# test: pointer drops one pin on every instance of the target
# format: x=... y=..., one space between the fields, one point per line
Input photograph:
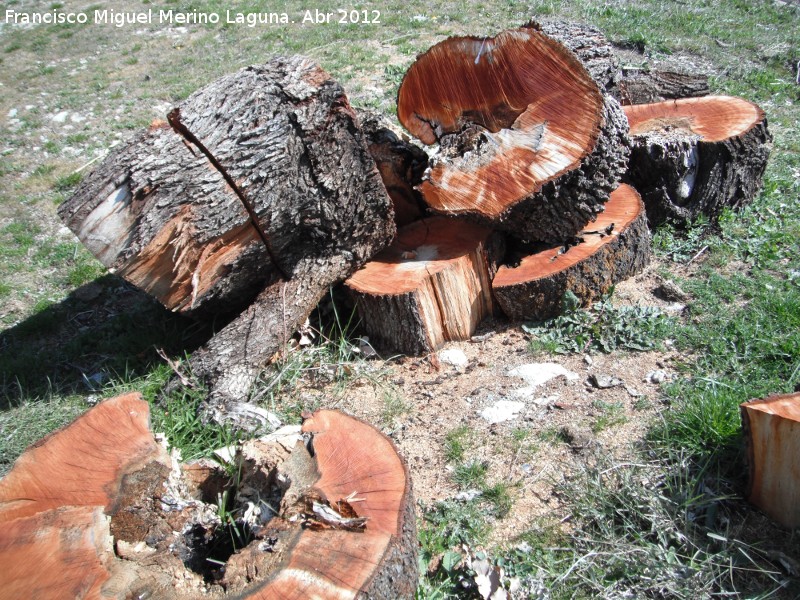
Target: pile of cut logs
x=265 y=188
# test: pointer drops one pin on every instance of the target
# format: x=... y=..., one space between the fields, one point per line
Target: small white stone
x=467 y=495
x=454 y=357
x=502 y=410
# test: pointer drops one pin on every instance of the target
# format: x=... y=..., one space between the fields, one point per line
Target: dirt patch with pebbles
x=603 y=407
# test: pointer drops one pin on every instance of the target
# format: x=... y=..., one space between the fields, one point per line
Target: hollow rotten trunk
x=401 y=165
x=772 y=437
x=697 y=155
x=590 y=46
x=527 y=142
x=645 y=86
x=99 y=510
x=260 y=184
x=614 y=247
x=430 y=286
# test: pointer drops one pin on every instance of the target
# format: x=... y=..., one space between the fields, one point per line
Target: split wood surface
x=264 y=189
x=431 y=286
x=259 y=193
x=527 y=141
x=610 y=249
x=88 y=513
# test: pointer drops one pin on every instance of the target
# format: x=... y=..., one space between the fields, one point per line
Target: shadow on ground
x=103 y=330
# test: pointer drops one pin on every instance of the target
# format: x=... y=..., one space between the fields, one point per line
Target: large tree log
x=614 y=247
x=697 y=155
x=772 y=437
x=264 y=179
x=430 y=286
x=591 y=47
x=98 y=510
x=528 y=143
x=158 y=214
x=255 y=173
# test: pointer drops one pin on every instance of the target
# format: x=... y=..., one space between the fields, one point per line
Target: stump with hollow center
x=100 y=510
x=697 y=156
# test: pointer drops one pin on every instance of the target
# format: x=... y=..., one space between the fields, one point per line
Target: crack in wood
x=174 y=119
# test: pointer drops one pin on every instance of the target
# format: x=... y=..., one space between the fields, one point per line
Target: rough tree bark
x=614 y=247
x=772 y=438
x=401 y=165
x=159 y=215
x=645 y=86
x=528 y=143
x=430 y=286
x=697 y=155
x=292 y=183
x=124 y=521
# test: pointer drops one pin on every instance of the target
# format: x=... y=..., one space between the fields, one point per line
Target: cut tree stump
x=159 y=215
x=99 y=510
x=697 y=156
x=528 y=143
x=772 y=437
x=262 y=183
x=645 y=86
x=430 y=286
x=614 y=247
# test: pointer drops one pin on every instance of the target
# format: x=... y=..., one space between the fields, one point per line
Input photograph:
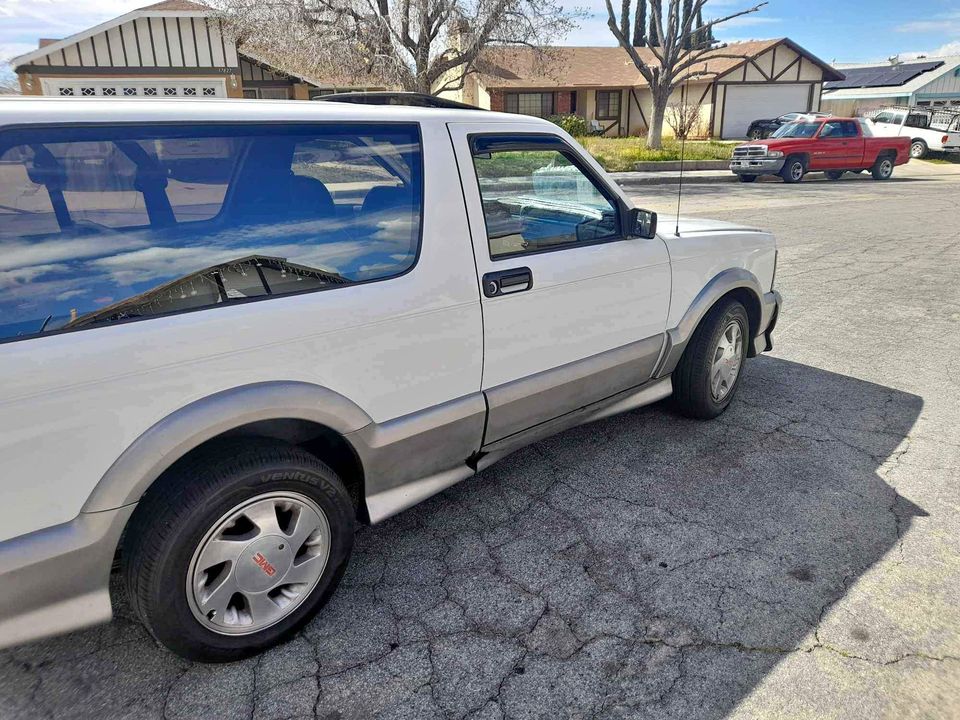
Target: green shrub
x=573 y=124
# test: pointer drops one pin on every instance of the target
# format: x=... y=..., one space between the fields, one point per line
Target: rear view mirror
x=642 y=223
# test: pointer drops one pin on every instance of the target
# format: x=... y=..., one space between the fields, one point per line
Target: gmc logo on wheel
x=264 y=564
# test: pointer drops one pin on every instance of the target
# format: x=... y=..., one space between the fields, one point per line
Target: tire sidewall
x=733 y=312
x=789 y=169
x=170 y=618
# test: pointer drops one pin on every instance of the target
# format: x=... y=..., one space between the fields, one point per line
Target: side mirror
x=642 y=223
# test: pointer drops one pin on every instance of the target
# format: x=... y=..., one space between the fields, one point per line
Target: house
x=766 y=78
x=926 y=82
x=173 y=48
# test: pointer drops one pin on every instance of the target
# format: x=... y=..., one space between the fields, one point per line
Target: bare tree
x=683 y=118
x=425 y=46
x=679 y=41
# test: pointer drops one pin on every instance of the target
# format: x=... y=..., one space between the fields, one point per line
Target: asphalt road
x=797 y=558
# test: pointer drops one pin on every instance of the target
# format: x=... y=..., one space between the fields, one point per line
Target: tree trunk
x=640 y=24
x=655 y=130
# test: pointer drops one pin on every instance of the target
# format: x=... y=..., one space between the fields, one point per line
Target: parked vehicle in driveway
x=929 y=129
x=832 y=145
x=231 y=330
x=760 y=129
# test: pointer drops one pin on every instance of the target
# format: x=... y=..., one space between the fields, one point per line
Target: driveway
x=796 y=558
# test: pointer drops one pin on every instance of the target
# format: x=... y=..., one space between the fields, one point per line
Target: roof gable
x=566 y=66
x=160 y=9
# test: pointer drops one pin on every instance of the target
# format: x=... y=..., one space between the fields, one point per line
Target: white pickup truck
x=930 y=129
x=230 y=330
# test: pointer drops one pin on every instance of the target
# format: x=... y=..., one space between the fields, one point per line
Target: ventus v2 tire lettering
x=708 y=374
x=236 y=548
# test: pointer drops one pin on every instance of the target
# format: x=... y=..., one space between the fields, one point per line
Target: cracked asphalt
x=796 y=558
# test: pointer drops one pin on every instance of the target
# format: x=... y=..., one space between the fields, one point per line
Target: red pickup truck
x=831 y=145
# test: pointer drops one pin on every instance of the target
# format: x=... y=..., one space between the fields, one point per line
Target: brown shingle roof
---
• _PROBLEM TO WORK ON_
Quote the entries above word for word. Leave the images out.

• _SOLUTION BELOW_
# test: pointer drops one pin on every instance of the target
# format: x=... y=..., one space between the fields, one point per line
Input photograph:
Target: pile of cut logs
x=265 y=188
# test: pointer drops one pin on every instance of the target
# format: x=... y=..., one space between the fields, one point per line
Target: small white stone
x=467 y=495
x=454 y=357
x=502 y=410
# test: pointer drops one pin on every instance of the target
# format: x=... y=..., one space between the fields, one point per line
Target: dirt patch with pebbles
x=603 y=407
# test: pointer drops one pin on every instance of the target
# format: x=... y=..., one space between the fields, one point per line
Target: hollow rotten trunk
x=401 y=165
x=772 y=437
x=697 y=155
x=590 y=46
x=527 y=142
x=645 y=86
x=99 y=510
x=260 y=184
x=614 y=247
x=430 y=286
# test: pointer drops one pin on every instance of the target
# format: x=... y=..., one space between the fields, one point per line
Target: split wood surface
x=264 y=189
x=431 y=286
x=259 y=193
x=527 y=141
x=610 y=249
x=88 y=513
# test: pointer drops one pin on every instance of the target
# format: x=... y=..., one space between the fields, one point per line
Target: shadow on ground
x=103 y=330
# test: pointer drops one pin on every instance of the target
# format: x=... y=..., one space between the fields, one point per line
Target: large tree log
x=614 y=247
x=697 y=155
x=772 y=437
x=264 y=179
x=430 y=286
x=591 y=47
x=98 y=510
x=528 y=143
x=158 y=214
x=255 y=173
# test: pointer drops one pin on every instance of the target
# format: x=... y=..., one space between the fields, one point per line
Target: stump with hollow center
x=100 y=510
x=697 y=156
# test: pointer drops one pin on every instance of the target
# format: x=... y=..., one space between the fields, one point per line
Target: crack in wood
x=174 y=119
# test: pointer drops one pin on every instance of the target
# format: x=... y=..., one space between the fields, one point per line
Target: rough tree bark
x=614 y=247
x=772 y=438
x=401 y=165
x=159 y=215
x=645 y=86
x=528 y=143
x=430 y=286
x=697 y=155
x=292 y=183
x=124 y=521
# test: pointer drops one pin on every instance of the target
# format: x=... y=..., one space between the fields, one point per line
Target: cut tree stump
x=159 y=215
x=99 y=510
x=697 y=156
x=528 y=143
x=772 y=437
x=262 y=183
x=645 y=86
x=430 y=286
x=614 y=247
# test: pointer drops one pin on every instance of the target
# format: x=... y=..., one space between the fields, one point per line
Input photograph:
Target: green shrub
x=573 y=124
# test: pointer drops one pin on every instance of the target
# format: x=... y=..., one space between the fields, one point per line
Target: rear view mirror
x=642 y=223
# test: pointer drops one pin on every instance of the target
# format: x=... y=..., one space between the fields, one point per line
Target: gmc logo on wheel
x=264 y=564
# test: pointer drops one pin on every instance of the target
# format: x=... y=..., one space between the fields, one point per line
Target: tire sidewall
x=733 y=312
x=789 y=169
x=170 y=618
# test: pointer drops one pin on every instance of the target
# format: x=... y=..., one space between the fields, one point per line
Target: side mirror
x=642 y=223
# test: pointer drops one pin on every instance of the target
# format: x=... y=..., one space between the fields, one point per line
Target: house
x=766 y=78
x=926 y=82
x=173 y=48
# test: pointer drops one pin on every instance of the target
# format: x=... y=..., one space between the fields, one point per line
Target: bare tree
x=683 y=118
x=425 y=46
x=679 y=41
# test: pointer drops one pin on every instance of the target
# format: x=... y=..., one space between the fields, one point per line
Target: asphalt road
x=797 y=558
# test: pointer drops one pin on every instance of the target
# format: x=... y=..., one space between the fields, one point per line
Target: tree trunk
x=640 y=24
x=655 y=130
# test: pointer drops one pin on every instance of the target
# format: x=... y=..., one space between the fields, one point per line
Target: parked vehicle in driveway
x=929 y=129
x=832 y=145
x=231 y=330
x=760 y=129
# test: pointer drops one pin on every instance of the target
# format: x=... y=..., one space between the fields, one point per line
Target: driveway
x=796 y=558
# test: pointer drops one pin on every instance of the target
# format: x=... y=..., one space between the fields, one point per line
Target: roof gable
x=566 y=66
x=160 y=9
# test: pointer drops one pin on every instance of the target
# format: x=... y=..., one space between the fields, one point per line
Target: white pickup truck
x=930 y=129
x=230 y=330
# test: pointer drops one pin on every instance of the target
# format: x=... y=..., one space between the fields, one point per line
Target: ventus v2 tire lettering
x=708 y=374
x=236 y=548
# test: pointer drops one pin on every instance of the target
# format: x=... y=..., one space between the fields, one point per line
Target: cracked asphalt
x=796 y=558
# test: pointer drops one pin on every instance of the target
# format: x=... y=..., one space between the fields, one point per line
Target: red pickup truck
x=831 y=145
# test: pointer drops one pin on every instance of the target
# format: x=... y=..., one space between the fields, one point per line
Target: brown shingle roof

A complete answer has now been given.